━━━ Data extract ━━━

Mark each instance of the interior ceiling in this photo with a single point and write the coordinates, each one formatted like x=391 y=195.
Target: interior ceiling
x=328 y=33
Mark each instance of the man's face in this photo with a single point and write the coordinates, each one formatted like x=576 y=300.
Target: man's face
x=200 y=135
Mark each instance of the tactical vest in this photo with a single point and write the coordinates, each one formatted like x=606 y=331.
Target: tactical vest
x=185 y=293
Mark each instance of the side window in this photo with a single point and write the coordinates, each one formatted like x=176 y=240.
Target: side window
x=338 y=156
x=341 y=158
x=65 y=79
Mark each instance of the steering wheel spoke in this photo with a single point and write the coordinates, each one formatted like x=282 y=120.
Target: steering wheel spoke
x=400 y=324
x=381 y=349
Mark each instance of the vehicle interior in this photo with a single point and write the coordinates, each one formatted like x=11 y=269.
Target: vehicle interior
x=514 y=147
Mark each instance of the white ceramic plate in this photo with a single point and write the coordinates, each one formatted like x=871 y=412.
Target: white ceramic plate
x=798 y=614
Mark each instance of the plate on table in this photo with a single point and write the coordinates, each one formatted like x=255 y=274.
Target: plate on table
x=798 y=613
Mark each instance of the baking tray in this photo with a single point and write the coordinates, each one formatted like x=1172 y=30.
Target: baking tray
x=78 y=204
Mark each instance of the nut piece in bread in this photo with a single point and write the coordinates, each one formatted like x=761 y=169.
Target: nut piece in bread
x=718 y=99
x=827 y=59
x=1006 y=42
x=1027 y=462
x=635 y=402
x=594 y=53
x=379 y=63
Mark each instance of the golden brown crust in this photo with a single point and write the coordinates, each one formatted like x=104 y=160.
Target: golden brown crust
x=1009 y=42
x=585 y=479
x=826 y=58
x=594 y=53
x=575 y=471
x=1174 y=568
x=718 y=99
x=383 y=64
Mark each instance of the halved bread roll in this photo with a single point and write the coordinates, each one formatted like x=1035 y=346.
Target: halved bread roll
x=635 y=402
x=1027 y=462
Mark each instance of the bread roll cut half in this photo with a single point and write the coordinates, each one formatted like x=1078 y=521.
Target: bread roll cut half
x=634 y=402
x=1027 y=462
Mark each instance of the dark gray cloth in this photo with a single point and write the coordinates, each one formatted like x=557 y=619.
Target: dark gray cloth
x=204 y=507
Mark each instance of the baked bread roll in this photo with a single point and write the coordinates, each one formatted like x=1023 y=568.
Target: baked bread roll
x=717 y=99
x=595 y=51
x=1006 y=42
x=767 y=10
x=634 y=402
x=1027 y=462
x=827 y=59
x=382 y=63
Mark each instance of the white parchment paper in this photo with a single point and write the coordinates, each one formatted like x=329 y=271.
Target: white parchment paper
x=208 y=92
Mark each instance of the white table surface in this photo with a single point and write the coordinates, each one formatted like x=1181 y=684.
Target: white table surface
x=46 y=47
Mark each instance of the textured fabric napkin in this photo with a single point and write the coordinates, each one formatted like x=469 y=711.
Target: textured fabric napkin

━━━

# What is needed:
Please retype all of the data above exactly as it appears.

# Result of this exercise:
Mark each instance of the interior ceiling in this photo with a single point and write the coordinates, each one formatted like x=391 y=195.
Target: interior ceiling
x=328 y=33
Mark each instance of the man's face in this photo with a single point and write the coordinates, each one formatted like x=576 y=300.
Target: man's face
x=200 y=135
Mark each instance of the tactical vest in this photo with a single point and write the coordinates, each one formatted like x=606 y=331.
Target: tactical vest
x=185 y=293
Mark each instance of the side window in this photo with a single point and write the coordinates, each one formatted like x=176 y=240.
Target: side window
x=338 y=156
x=341 y=158
x=65 y=79
Mark each instance of the steering wheel spoke in this photo with a single point and write the coordinates, each one formatted like x=282 y=120.
Target: steering wheel spoke
x=400 y=324
x=381 y=349
Mark each instance of the vehicle interior in this photo with a single point and write the coordinates, each one formatted like x=11 y=269.
Target: vehicle interior
x=514 y=147
Mark each instance of the white ceramic plate in this photo with a single point and write the coordinates, each one formatted like x=871 y=412.
Target: white ceramic plate
x=798 y=614
Mark each instance of the plate on table in this photo with a single point and write the coordinates, each one formatted like x=255 y=274.
Target: plate on table
x=798 y=613
Mark each instance of the baking tray in this photo with a single point and write the coordinates, each one formatted like x=1172 y=30.
Target: baking tray
x=78 y=204
Mark each instance of the nut piece in bread in this photo with a single point and write the coordinates, each one formatted like x=761 y=169.
Target: nut piece in bread
x=718 y=99
x=827 y=59
x=1006 y=42
x=1027 y=462
x=635 y=402
x=594 y=53
x=379 y=63
Mark each instance of the golden brown crust in this photo with a single point and write the coordinates, each one formatted like x=104 y=160.
Target: golden brown crust
x=1009 y=42
x=585 y=479
x=826 y=58
x=594 y=53
x=575 y=471
x=1174 y=568
x=718 y=99
x=383 y=64
Mark each instance of the halved bread roll in this photo with a single point and write the coordinates, each one formatted like x=1035 y=346.
Target: halved bread roll
x=635 y=402
x=1027 y=462
Mark each instance of the bread roll cut half in this photo with a single point and write the coordinates, each one formatted like x=1078 y=521.
Target: bread roll cut half
x=634 y=402
x=1027 y=462
Mark each instance of the dark gray cloth in this photo with a single point and write the coordinates, each one formatted like x=557 y=619.
Target: dark gray cloth
x=204 y=507
Mark each instance of the baked bread roll in this photo with a single point and write the coordinates, each one formatted like x=1023 y=568.
Target: baked bread roll
x=717 y=99
x=595 y=51
x=1006 y=42
x=767 y=10
x=634 y=402
x=1027 y=462
x=827 y=59
x=382 y=63
Mark each instance of the white parchment paper in this photo with a single point and write the coordinates, each one formatted like x=329 y=271.
Target: white parchment paper
x=208 y=92
Mark each instance of the white table surface in this photo with a single point and write the coordinates, each one formatted like x=1181 y=684.
Target: white table surface
x=46 y=47
Mark each instance of the textured fabric napkin in this photo with a single point and write the coordinates, each one formatted like x=469 y=711.
Target: textured fabric napkin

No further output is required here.